_DOCUMENT TEXT_:

◇ ◇ ◇ ◇ ◇

The Seoul Olympic Stadium (), also known as Jamsil Olympic Stadium (formerly romanised as Chamshil), is a multi-purpose stadium in Seoul, South Korea. It is the main stadium built for the 1988 Summer Olympics and the 10th Asian Games in 1986. It is the centrepiece of the Seoul Sports Complex in the Songpa District, in the southeast of the city south of the Han River. It is the largest stadium in South Korea.

Design and construction
This multi-purpose stadium was designed by Kim Swoo-geun. The lines of the stadium's profile imitate the elegant curves of a Korean Joseon Dynasty porcelain vase. Spectator seats are distributed on two tiers, half covered. Initially built with a capacity of approximately 100,000, today it seats 69,950.

Before its construction, Seoul's largest venues were Dongdaemun Stadium and Hyochang Stadium. Seating 30,000 and 20,000 respectively, they were too small to attract world-class sporting events. Construction on the new stadium began in 1977 with the aim of staging the Asian Games in 1986. When Seoul was awarded the Games of the XXIV Olympiad in September 1981, this stadium became the centrepiece.

Sports
Officially, the stadium opened on 29 September 1984 and served as the site for the 10th Asian Games two years later, then the Olympics in 1988. However, it has not been used to stage a major world sporting event since then. It currently has no occupant, although the Korea Football Association has expressed interest in using the stadium for national team matches.

The events hosted by the stadium during the Olympics were the Opening and Closing Ceremonies, athletics, the football finals, and the equestrian jumping individual final.

◇ ◇ ◇ ◇ ◇

_WHAT IS EXPECTED_: Quote the stadium article word for word from "Before its construction, Seoul's" to "became the centrepiece.". Work from the stadium article alone.

◇ ◇ ◇ ◇ ◇

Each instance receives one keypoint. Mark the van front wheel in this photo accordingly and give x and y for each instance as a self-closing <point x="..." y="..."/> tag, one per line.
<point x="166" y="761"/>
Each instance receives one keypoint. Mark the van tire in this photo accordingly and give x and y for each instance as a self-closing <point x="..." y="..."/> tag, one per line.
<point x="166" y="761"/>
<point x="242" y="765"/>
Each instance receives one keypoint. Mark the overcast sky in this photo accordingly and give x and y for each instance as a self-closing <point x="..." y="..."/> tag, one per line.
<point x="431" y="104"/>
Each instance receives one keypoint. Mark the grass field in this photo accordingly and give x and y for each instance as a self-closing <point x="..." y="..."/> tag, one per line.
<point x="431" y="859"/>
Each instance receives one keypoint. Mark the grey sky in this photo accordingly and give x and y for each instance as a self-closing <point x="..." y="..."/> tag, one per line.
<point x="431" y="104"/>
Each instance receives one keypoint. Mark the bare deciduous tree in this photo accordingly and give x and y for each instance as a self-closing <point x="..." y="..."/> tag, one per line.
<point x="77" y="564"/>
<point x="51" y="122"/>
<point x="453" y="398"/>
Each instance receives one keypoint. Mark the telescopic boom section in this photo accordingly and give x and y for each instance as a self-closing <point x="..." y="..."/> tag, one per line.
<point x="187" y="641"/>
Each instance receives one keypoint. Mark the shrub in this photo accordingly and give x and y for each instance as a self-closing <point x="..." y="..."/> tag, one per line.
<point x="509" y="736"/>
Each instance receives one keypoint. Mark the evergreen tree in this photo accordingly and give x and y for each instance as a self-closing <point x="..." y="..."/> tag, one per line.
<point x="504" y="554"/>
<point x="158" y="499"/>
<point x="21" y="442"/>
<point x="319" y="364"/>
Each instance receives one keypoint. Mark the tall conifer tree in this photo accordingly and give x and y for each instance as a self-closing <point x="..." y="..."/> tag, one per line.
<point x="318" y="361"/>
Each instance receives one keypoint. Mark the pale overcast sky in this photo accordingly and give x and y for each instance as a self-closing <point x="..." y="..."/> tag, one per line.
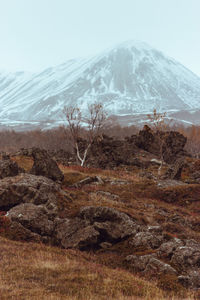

◇ ◇ ◇ ◇ ◇

_OUTPUT_:
Before its construction, Seoul's largest venues were Dongdaemun Stadium and Hyochang Stadium. Seating 30,000 and 20,000 respectively, they were too small to attract world-class sporting events. Construction on the new stadium began in 1977 with the aim of staging the Asian Games in 1986. When Seoul was awarded the Games of the XXIV Olympiad in September 1981, this stadium became the centrepiece.